GIVEN PROBLEM A = Reproduce the part of the financial-notes passage that begins at the words "8. Commitments and" and stops after the words "statement of operations.".
GIVEN PROBLEM B = Go on with the financial-notes passage on tax carry-forwards and lease commitments, starting right after its final sentence.

PASSAGE GIVEN =
Utilization of federal and state NOL and
tax credit carry-forwards may be subject to a substantial annual limitation due
to the ownership change limitations provided by the Internal Revenue Code of
1986, as amended, and similar state provisions. The annual limitation may result
in the expiration of NOL and tax credit carry-forwards before full
utilization.
8. Commitments and Contingencies
The Company leases office space for its
administrative offices which expired on August 15, 2015. The Company also leases
an airport terminal facility on a month to month basis. The payments are charged
to rental expense as incurred. Rental payments for these two operating leases
for the years ended December 31, 2015 and 2014 were $533,000 and $438,000 and
are included in general administrative expenses in the statement of operations.

STORED ROWS =
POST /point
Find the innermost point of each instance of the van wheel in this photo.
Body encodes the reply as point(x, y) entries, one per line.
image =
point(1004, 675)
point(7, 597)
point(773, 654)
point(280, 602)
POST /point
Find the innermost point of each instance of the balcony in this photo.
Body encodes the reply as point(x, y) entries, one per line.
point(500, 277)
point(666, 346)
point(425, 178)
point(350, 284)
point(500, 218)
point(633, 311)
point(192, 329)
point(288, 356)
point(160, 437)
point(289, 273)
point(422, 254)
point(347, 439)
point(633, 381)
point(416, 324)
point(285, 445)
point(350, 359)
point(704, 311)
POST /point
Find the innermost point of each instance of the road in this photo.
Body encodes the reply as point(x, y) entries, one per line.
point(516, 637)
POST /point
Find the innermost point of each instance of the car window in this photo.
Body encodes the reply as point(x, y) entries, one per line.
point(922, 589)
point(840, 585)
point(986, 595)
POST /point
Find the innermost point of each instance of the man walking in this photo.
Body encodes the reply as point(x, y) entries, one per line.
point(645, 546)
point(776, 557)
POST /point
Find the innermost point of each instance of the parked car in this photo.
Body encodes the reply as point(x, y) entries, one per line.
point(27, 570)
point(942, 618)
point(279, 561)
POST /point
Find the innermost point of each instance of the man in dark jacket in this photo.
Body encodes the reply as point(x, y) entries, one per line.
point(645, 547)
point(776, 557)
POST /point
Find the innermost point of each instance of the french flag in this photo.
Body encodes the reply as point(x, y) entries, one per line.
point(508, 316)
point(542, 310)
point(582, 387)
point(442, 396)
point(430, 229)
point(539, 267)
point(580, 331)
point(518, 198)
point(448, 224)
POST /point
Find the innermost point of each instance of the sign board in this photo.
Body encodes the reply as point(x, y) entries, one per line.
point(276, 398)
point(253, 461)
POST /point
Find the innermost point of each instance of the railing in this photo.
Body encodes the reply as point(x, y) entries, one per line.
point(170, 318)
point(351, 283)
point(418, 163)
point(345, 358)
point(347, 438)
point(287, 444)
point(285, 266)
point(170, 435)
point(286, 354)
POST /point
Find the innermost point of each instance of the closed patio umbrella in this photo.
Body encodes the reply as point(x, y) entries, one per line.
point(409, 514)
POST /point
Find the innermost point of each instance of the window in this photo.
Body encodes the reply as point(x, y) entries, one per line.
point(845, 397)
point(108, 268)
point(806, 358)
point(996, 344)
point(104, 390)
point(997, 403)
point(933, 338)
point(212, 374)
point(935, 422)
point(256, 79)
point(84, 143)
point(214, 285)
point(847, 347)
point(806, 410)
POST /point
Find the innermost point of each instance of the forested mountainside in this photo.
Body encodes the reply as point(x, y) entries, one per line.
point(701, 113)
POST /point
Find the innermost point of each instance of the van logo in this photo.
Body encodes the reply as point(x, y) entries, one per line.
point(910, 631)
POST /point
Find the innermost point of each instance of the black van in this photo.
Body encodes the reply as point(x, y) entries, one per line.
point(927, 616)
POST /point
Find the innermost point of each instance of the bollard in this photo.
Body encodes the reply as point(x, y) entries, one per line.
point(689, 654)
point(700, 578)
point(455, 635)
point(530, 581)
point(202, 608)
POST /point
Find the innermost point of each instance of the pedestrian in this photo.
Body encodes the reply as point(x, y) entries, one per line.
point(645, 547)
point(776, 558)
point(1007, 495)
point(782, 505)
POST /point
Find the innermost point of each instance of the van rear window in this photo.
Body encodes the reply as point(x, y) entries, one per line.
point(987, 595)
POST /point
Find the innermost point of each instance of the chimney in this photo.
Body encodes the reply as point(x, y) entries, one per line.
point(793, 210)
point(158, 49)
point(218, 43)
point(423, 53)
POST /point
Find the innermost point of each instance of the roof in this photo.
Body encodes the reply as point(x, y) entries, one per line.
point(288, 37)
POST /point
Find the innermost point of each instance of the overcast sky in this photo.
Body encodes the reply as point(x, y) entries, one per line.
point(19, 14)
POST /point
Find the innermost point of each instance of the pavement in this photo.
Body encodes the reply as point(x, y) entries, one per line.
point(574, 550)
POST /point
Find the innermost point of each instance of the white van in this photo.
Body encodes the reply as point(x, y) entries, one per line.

OUTPUT A =
8. Commitments and Contingencies
The Company leases office space for its
administrative offices which expired on August 15, 2015. The Company also leases
an airport terminal facility on a month to month basis. The payments are charged
to rental expense as incurred. Rental payments for these two operating leases
for the years ended December 31, 2015 and 2014 were $533,000 and $438,000 and
are included in general administrative expenses in the statement of operations.

OUTPUT B =
The Company also leases office space, an
airport terminal facility at Willow Run Airport, and other facilities under
terms of an operating lease, which expire on August 31, 2016. The payments are
charged to rental expense as incurred. Rental payments for the years ended
December 31, 2015 and 2014 were $151,000 and $23,000, respectively, and are
included in general administrative expenses in the statement of operations.
Future minimum payments are $20,800 for the years ended December 31, 2016.
The Company also leases office space for
its administrative offices in St. Petersburg, Russia under the terms of an
operating lease which expires on February 1, 2017. The payments are charged
rental expense as incurred. Rental payments for the year ended 2015 and 2014
were approximately $18,000 and $15,000 respectively, and are included in general
administrative expenses in the statement of operations. Future minimum payments
are $18,000 for the years ended December 31, 2016.
BALTIA AIR LINES, INC.
NOTES TO FINANCIAL STATEMENTS
DECEMBER 31, 2015
9. Long-Term Debt-Related Party
On December 1, 2010, the Company entered
into a loan arrangement with a company owned or controlled by one of our
directors for a total amount of $1,150,000. The Company issued a note ("Note")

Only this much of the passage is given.